-------- Entries --------

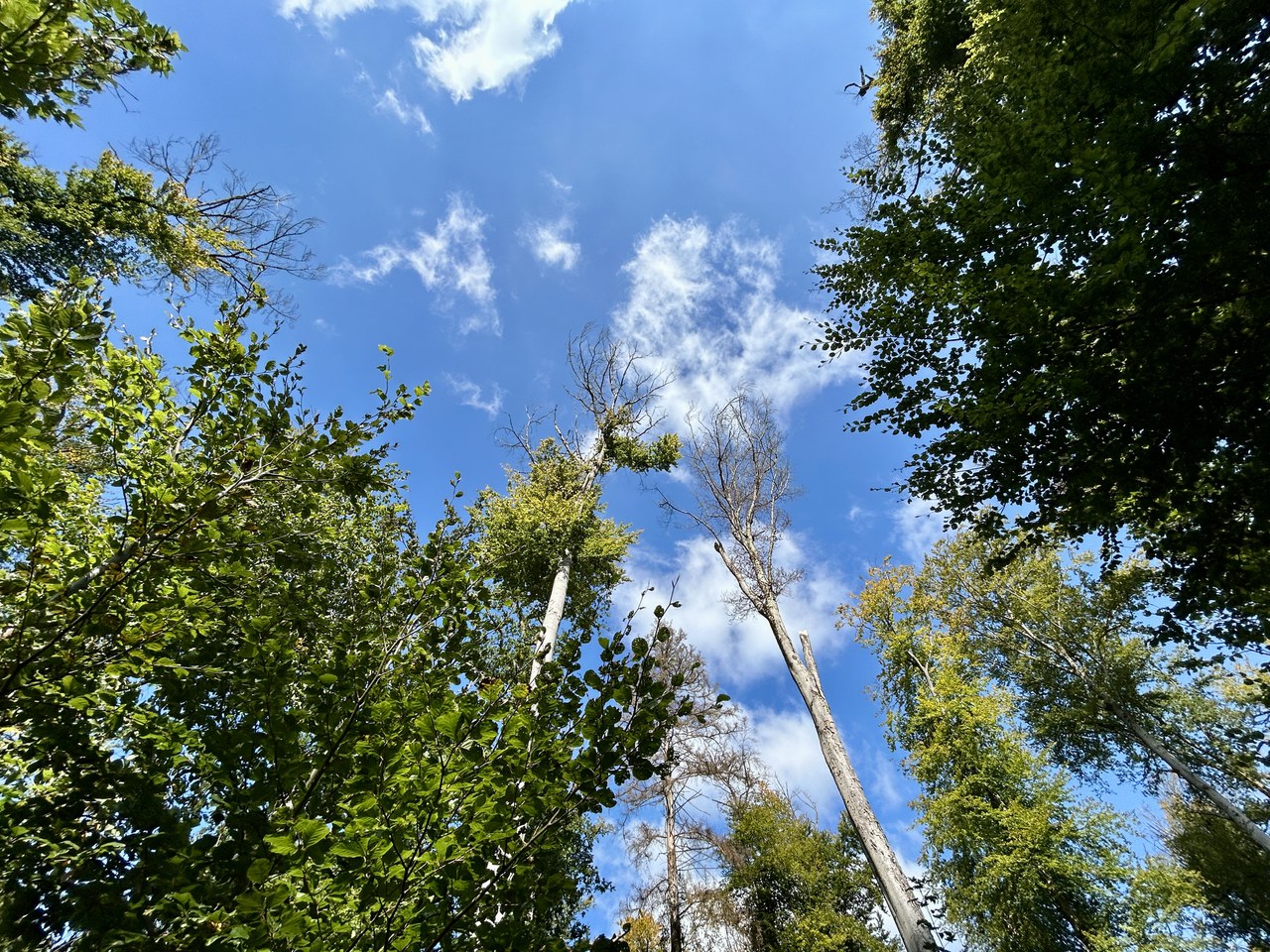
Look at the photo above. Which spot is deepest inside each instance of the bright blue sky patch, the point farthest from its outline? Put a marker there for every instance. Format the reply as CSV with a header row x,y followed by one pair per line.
x,y
493,176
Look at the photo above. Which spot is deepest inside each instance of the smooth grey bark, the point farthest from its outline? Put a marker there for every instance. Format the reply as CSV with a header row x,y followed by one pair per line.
x,y
737,457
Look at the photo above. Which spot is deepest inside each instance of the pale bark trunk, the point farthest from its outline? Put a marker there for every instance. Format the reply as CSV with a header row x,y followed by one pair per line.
x,y
672,874
1202,787
906,910
1155,744
545,648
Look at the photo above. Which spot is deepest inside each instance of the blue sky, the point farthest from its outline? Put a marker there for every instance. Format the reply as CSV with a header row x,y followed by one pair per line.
x,y
492,176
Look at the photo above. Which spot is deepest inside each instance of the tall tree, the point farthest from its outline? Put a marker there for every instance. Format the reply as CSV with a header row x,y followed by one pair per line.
x,y
703,763
1058,282
1078,651
742,485
59,53
245,703
798,888
548,530
1017,857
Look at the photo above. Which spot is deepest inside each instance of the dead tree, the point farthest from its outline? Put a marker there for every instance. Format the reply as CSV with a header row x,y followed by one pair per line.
x,y
742,485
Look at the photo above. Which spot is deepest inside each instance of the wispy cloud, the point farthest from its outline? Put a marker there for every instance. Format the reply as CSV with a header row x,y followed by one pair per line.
x,y
740,652
449,261
467,45
393,104
702,306
550,244
916,527
474,395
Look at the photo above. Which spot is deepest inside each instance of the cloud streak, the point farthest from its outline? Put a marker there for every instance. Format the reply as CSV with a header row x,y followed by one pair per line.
x,y
449,261
466,46
702,306
549,243
472,395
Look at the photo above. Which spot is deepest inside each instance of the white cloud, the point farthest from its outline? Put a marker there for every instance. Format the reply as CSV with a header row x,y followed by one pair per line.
x,y
739,652
448,261
389,102
549,241
557,184
468,45
702,306
917,525
474,397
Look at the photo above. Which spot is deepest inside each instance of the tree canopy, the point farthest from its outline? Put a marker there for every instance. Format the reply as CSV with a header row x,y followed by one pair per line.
x,y
1058,281
245,702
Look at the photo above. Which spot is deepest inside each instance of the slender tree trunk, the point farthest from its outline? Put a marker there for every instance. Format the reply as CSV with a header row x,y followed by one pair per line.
x,y
911,921
1156,746
915,929
1201,785
672,873
545,648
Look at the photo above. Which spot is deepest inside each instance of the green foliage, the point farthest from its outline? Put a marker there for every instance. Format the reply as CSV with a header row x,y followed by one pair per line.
x,y
1233,875
799,888
550,511
997,679
58,53
244,702
1058,281
111,221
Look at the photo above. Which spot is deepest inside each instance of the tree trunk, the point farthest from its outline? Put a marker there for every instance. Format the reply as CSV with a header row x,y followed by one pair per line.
x,y
1201,785
911,921
672,873
545,648
915,929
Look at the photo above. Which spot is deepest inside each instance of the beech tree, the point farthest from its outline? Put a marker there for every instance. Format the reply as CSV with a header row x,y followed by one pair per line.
x,y
1079,653
244,701
797,888
742,485
1016,856
1057,284
703,765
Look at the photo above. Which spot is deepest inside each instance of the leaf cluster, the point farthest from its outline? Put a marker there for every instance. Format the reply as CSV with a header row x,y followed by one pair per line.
x,y
1060,289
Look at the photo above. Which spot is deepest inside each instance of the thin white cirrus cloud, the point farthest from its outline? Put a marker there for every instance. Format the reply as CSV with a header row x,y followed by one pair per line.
x,y
702,307
549,241
449,262
472,395
390,103
467,46
916,526
739,652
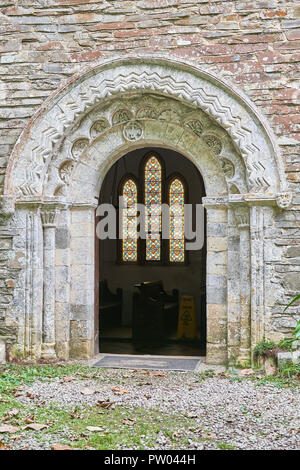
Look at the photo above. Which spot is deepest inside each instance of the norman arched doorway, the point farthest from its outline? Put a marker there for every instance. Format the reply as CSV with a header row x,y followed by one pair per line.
x,y
152,174
56,172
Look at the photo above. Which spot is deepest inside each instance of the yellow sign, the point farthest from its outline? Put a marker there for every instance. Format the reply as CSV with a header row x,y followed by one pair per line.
x,y
187,325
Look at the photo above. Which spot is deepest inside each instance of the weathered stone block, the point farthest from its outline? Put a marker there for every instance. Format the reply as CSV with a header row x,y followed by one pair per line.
x,y
2,352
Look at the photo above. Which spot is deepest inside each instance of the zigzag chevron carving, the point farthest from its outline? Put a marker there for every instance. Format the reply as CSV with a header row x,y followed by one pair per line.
x,y
84,96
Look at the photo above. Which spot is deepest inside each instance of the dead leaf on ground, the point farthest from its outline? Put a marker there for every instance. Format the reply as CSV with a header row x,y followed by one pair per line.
x,y
29,419
191,415
119,391
129,421
158,374
208,435
11,414
105,403
94,429
88,391
36,426
8,428
4,446
31,395
60,447
245,372
15,437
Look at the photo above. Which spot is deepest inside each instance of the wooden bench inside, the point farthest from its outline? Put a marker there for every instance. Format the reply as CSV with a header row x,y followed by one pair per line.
x,y
155,313
110,309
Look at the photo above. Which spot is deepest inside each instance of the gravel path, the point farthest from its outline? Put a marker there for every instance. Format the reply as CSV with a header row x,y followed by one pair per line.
x,y
241,414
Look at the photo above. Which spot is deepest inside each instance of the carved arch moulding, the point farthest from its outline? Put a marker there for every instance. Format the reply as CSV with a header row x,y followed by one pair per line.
x,y
127,97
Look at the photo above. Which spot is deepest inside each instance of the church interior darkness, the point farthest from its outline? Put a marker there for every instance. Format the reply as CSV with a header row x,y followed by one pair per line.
x,y
116,323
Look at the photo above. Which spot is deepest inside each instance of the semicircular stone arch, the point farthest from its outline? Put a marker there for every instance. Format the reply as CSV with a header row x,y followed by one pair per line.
x,y
86,154
32,157
54,178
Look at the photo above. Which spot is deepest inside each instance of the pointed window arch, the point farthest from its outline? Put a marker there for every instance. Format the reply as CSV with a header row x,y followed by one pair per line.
x,y
176,196
153,190
153,200
129,221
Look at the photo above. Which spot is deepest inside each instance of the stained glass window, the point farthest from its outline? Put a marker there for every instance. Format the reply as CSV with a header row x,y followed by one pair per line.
x,y
153,176
176,204
129,221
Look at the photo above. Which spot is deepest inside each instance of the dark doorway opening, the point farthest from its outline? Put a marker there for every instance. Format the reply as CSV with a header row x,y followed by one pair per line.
x,y
128,325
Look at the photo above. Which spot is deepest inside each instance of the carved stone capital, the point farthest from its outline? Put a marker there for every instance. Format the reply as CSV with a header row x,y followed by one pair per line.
x,y
7,206
284,200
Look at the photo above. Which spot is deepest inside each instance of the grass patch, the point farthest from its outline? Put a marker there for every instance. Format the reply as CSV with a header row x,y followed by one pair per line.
x,y
13,375
120,427
224,446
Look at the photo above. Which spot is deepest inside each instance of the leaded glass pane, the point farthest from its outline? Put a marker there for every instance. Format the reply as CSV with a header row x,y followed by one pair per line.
x,y
129,221
176,203
153,175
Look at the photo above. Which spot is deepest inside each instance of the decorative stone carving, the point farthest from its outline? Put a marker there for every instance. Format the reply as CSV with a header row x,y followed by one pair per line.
x,y
233,189
98,127
49,217
147,112
242,216
169,115
235,113
32,183
122,115
214,144
79,146
65,170
284,200
133,131
195,125
227,167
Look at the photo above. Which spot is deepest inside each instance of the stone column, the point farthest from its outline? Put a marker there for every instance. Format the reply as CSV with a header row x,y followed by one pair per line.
x,y
216,282
82,292
49,219
242,218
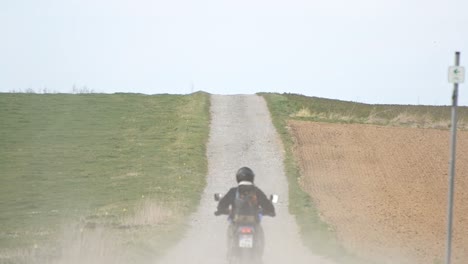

--------

__What is being asked__
Identify every line above that contains the word "carved", and copy each of those lines in full.

__Answer to this task__
Look at the photo above. Which spot is deepest inside each instance of the carved arch moulding, the point farthest from its outline? Put a marker there for every instance. Format the reply as CSV with a header row x,y followed by one pair per line.
Look at the photo above. Which spot is deepest inside each instance of the carved stone capital, the point farthest from its outline? Put a marker there for every instance. Format the reply as CSV with a header row x,y followed by one pair per line.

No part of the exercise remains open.